Cool Cat heeft deze (wijze van) berekening bekritiseerd.
Ter gelegenheid van de comparitie van partijen heeft Ziengs cs vervolgens een hernieuwde berekening en specificatie overgelegd, voorzien van alle energienota's.
Uit deze nota's blijkt dat Ziengs cs in de periode 2002-2013 in totaal aan gasleveringen een bedrag van € 93.362,02 heeft voldaan. Ook heeft Ziengs cs daarbij het gasverbruik in dezelfde periode van een vergelijkbaar bedrijfspand -een pand in Assen van gelijke omvang en bouwjaar- in het geding gebracht. Rekening houdend met dit referentiepand heeft Ziengs cs haar schadeberekening (bij)gesteld (naar) op een bedrag van € 66.278,91.
De kantonrechter gaat er van uit dat Ziengs cs daarbij haar vordering heeft verminderd.
10. Vast staat dat de schade van Ziengs cs in de vorm van aan haar extra in rekening gebracht gasverbruik voor de bovenverdiepingen in de periode 2002-2013 thans niet meer precies kan worden berekend, zodat daarvan een schatting moet worden gemaakt (6:97 BW).
Hoewel partijen ter gelegenheid van de comparitie hebben besproken in hoeverre het extra gasverbruik kan worden berekend op basis van het huidige gasverbruik van Ziengs -exclusief de gaslevering aan de bovenetages- zijn daarover geen bevindingen in het geding gebracht. Waar Cool Cat geen inhoudelijke bezwaren heeft ingebracht tegen de laatste schadeberekening, zoals door Ziengs cs ter comparitie in het geding gebracht, zal de kantonrechter die berekening als voldoende onderbouwd overnemen.

**OPDRACHTEN EN OEFENINGEN:**
[1] Geef de passage uit het fragment woordelijk weer, beginnend bij "Uit deze nota's" en eindigend bij "gemaakt (6:97 BW).".
[2] Noem alle kenmerken van het vergelijkbare bedrijfspand die in het fragment tussen de gedachtestreepjes staan.
De regels die hierna komen, vormen materiaal dat los van het fragment staat.

**AANGELEVERD MATERIAAL:**
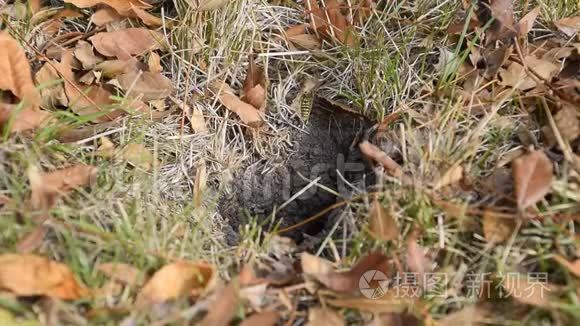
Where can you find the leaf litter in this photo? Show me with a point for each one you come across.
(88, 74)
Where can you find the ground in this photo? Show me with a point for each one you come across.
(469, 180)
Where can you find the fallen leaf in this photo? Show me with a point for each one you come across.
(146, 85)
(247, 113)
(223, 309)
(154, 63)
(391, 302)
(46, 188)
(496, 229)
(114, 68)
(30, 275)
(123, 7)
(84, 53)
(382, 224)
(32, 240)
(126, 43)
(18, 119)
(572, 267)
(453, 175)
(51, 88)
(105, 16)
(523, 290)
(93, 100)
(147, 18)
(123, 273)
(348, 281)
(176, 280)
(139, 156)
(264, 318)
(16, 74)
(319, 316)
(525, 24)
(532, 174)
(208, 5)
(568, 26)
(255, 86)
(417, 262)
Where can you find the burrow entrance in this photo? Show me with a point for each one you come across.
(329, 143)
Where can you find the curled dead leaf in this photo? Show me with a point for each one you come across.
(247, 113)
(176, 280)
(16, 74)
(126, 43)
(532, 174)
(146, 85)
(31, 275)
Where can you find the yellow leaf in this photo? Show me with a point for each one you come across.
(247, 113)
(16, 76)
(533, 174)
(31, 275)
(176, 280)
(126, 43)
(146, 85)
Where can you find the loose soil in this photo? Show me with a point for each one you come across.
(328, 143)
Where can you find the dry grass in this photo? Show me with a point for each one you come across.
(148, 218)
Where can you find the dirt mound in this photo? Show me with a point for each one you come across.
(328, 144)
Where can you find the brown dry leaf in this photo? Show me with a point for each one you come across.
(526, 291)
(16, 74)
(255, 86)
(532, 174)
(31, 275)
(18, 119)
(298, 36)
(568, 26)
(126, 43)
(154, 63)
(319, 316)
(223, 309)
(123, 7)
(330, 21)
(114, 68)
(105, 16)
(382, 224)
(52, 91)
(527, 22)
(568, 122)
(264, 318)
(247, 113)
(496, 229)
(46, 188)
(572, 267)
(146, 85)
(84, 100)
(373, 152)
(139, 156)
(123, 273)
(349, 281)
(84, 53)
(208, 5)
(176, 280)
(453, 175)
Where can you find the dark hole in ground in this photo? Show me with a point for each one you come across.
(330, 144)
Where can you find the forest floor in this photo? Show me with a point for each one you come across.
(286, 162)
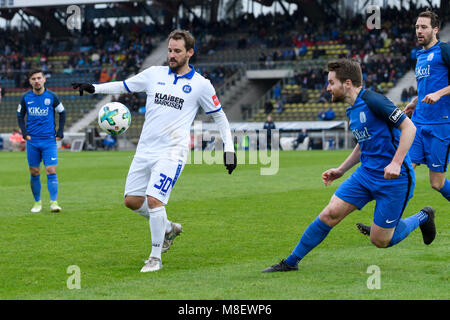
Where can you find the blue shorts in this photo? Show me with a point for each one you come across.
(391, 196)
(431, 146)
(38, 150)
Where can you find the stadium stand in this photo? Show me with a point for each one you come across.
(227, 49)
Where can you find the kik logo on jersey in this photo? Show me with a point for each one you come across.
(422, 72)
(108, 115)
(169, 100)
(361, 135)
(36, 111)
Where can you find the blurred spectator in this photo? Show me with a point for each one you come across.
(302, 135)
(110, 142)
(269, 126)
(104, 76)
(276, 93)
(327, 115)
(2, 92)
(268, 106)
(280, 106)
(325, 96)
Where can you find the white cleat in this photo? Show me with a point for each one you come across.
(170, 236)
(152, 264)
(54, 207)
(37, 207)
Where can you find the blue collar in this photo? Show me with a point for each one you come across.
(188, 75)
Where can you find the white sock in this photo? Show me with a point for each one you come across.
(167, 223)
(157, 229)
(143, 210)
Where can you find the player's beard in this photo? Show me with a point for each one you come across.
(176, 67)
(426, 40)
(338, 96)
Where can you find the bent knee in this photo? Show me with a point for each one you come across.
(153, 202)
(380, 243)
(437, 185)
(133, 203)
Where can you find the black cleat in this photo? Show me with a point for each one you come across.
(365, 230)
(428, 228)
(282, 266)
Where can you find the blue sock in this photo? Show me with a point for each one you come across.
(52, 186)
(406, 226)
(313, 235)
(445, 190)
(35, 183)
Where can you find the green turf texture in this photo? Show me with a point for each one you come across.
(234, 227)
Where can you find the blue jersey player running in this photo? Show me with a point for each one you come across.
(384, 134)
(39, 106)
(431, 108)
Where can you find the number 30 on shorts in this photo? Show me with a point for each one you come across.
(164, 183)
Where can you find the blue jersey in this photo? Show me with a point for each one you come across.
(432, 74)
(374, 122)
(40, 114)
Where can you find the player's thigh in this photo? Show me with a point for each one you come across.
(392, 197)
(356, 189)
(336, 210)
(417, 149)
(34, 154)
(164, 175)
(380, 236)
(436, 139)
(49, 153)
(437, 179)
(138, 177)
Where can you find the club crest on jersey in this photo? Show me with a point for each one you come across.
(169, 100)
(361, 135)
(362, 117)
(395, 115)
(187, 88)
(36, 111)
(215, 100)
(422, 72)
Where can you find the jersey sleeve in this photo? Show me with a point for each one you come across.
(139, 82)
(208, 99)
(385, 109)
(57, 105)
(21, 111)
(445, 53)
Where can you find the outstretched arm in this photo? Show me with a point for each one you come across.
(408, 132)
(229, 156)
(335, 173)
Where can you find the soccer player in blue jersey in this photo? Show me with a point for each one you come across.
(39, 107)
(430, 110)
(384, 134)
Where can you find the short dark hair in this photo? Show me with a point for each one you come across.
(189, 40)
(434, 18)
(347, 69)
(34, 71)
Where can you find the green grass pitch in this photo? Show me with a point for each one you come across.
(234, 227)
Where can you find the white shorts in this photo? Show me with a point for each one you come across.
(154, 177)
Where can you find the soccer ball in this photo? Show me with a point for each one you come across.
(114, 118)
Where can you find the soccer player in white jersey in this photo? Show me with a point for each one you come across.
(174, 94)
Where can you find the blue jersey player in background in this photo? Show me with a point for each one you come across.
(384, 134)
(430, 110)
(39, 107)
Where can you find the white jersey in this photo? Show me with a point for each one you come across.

**ANTWOORDEN OP OPDRACHTEN:**
[1]
Uit deze nota's blijkt dat Ziengs cs in de periode 2002-2013 in totaal aan gasleveringen een bedrag van € 93.362,02 heeft voldaan. Ook heeft Ziengs cs daarbij het gasverbruik in dezelfde periode van een vergelijkbaar bedrijfspand -een pand in Assen van gelijke omvang en bouwjaar- in het geding gebracht. Rekening houdend met dit referentiepand heeft Ziengs cs haar schadeberekening (bij)gesteld (naar) op een bedrag van € 66.278,91.
De kantonrechter gaat er van uit dat Ziengs cs daarbij haar vordering heeft verminderd.
10. Vast staat dat de schade van Ziengs cs in de vorm van aan haar extra in rekening gebracht gasverbruik voor de bovenverdiepingen in de periode 2002-2013 thans niet meer precies kan worden berekend, zodat daarvan een schatting moet worden gemaakt (6:97 BW).

[2]
- Het pand staat in Assen.
- Het pand is van gelijke omvang.
- Het pand heeft hetzelfde bouwjaar.